TASK INPUTS:
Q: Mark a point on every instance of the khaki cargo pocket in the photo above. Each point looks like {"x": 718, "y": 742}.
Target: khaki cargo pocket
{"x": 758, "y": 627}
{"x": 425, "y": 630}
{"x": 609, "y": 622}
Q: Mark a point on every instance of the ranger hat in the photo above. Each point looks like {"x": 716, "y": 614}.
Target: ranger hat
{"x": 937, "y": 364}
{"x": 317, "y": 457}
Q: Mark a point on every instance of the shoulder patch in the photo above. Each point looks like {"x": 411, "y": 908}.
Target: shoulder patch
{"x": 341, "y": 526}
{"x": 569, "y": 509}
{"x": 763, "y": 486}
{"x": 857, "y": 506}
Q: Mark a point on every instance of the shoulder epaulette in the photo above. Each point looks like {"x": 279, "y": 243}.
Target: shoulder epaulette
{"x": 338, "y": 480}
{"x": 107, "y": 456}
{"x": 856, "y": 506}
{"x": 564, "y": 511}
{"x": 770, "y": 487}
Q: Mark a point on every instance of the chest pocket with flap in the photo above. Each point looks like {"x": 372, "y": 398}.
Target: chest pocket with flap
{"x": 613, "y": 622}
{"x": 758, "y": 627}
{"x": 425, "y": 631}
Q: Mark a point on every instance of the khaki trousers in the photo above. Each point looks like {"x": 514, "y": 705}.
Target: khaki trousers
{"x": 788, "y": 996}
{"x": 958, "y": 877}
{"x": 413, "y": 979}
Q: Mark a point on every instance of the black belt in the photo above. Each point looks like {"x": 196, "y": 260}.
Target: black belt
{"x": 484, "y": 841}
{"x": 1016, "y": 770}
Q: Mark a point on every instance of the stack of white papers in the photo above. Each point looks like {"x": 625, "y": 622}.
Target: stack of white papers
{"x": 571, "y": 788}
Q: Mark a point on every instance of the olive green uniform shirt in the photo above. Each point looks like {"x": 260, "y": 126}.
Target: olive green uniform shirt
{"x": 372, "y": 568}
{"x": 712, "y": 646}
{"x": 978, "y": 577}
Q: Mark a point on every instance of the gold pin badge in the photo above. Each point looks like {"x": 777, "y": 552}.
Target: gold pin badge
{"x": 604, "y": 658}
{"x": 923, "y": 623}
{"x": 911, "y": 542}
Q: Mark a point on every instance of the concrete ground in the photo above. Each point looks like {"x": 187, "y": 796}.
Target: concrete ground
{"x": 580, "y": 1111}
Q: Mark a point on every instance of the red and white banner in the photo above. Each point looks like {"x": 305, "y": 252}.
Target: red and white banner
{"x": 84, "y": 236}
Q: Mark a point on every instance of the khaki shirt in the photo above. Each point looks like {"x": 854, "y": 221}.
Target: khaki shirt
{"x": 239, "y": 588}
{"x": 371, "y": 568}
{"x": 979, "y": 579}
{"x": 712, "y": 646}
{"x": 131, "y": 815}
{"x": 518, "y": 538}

WHAT THE TASK REQUIRES: What you return must match the entries exactly, word for word.

RESPONSE BELOW:
Q: Mark a point on every instance of the khaki cargo pocket in the photo above. Each point looks like {"x": 718, "y": 742}.
Target: khaki cargo pocket
{"x": 758, "y": 627}
{"x": 425, "y": 630}
{"x": 609, "y": 622}
Q: Mark a point on every instance of the ranger hat in the photo above. Each point looks like {"x": 716, "y": 614}.
Target: ranger hat
{"x": 937, "y": 364}
{"x": 317, "y": 457}
Q: Mark a point on every instance of the shoulder patch in the photo above. Each point looks like {"x": 411, "y": 908}.
Target: shoulder patch
{"x": 341, "y": 526}
{"x": 569, "y": 509}
{"x": 763, "y": 486}
{"x": 857, "y": 506}
Q: Mark a point on every instance of the shoulder epaulette in the photo above. Each point looks like {"x": 279, "y": 243}.
Target: shoulder epaulette
{"x": 338, "y": 480}
{"x": 107, "y": 456}
{"x": 856, "y": 506}
{"x": 564, "y": 511}
{"x": 770, "y": 487}
Q: Mark a point on every instance of the chest pocket with flap in the photo above. Each point looks like {"x": 372, "y": 398}.
Target: chest pocket with flap
{"x": 613, "y": 622}
{"x": 758, "y": 627}
{"x": 425, "y": 631}
Q: Mark a point on every instance of the khaki trousers in the photo above. Each point looks like {"x": 514, "y": 705}.
Target: khaki trousers
{"x": 788, "y": 996}
{"x": 958, "y": 877}
{"x": 413, "y": 979}
Q: Mark a point on every instance of the black belt in the photo above. Each point looks like {"x": 196, "y": 260}.
Target: black belt
{"x": 484, "y": 841}
{"x": 1016, "y": 770}
Q: Mark a point on every instance of the stack of white papers in the photo above. Each point looks like {"x": 625, "y": 622}.
Target: stack of white papers
{"x": 571, "y": 788}
Q: Mark a point on every instance of the olive green uniform shirt in the photo above. Each point looks like {"x": 260, "y": 126}.
Target: olive green uniform shirt
{"x": 372, "y": 568}
{"x": 712, "y": 646}
{"x": 978, "y": 577}
Q: Mark a point on every instance of the gold pin badge in the photo above. Each point looks like {"x": 777, "y": 552}.
Target: gold pin badge
{"x": 604, "y": 658}
{"x": 923, "y": 623}
{"x": 911, "y": 542}
Q: Mark a point on every instance of the concrete ground in the photo above. Each point looks like {"x": 187, "y": 796}.
Target: concrete ground
{"x": 580, "y": 1111}
Q: Mark a point on every instance of the red and white banner in the photo above. Each point looks like {"x": 305, "y": 252}.
Target: red and white banner
{"x": 84, "y": 236}
Q: Mark a point on every instance of the khaki shirt in the photo above. Each point looks like {"x": 854, "y": 221}.
Target: khaki shirt
{"x": 239, "y": 588}
{"x": 371, "y": 568}
{"x": 979, "y": 579}
{"x": 712, "y": 646}
{"x": 131, "y": 815}
{"x": 518, "y": 538}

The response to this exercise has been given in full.